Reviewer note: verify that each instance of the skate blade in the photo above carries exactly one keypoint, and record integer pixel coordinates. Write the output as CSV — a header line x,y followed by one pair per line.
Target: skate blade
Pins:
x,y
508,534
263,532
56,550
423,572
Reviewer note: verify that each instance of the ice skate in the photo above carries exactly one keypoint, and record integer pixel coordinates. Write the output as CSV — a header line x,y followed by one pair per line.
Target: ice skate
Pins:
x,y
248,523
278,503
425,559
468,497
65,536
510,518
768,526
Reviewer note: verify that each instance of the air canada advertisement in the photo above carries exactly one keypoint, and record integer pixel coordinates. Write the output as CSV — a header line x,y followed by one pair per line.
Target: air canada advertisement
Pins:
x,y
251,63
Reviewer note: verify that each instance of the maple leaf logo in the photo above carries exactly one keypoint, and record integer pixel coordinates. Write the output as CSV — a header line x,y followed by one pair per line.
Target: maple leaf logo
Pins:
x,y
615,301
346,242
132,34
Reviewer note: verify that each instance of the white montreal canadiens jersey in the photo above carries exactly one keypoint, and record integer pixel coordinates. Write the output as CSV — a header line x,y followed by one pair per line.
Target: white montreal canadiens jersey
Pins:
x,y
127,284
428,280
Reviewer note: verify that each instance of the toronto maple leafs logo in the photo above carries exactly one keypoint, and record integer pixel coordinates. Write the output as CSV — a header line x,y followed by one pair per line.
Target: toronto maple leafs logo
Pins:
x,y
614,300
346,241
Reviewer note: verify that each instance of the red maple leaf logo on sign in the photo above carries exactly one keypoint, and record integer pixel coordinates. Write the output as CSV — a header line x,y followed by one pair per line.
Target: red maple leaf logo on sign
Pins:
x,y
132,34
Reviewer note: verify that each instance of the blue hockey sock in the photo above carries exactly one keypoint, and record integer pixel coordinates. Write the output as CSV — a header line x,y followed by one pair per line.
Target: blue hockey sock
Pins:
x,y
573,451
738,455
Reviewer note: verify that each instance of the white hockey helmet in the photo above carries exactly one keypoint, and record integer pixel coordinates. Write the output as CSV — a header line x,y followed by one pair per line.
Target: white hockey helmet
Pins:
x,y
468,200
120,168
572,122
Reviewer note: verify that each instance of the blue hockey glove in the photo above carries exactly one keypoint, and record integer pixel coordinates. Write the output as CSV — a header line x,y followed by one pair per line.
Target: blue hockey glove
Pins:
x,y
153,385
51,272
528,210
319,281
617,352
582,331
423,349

——————

● **What the task asks**
Please work out the number of lines in the listing that hold "Target". Nothing besides the number is wanted.

● **Exercise solution**
10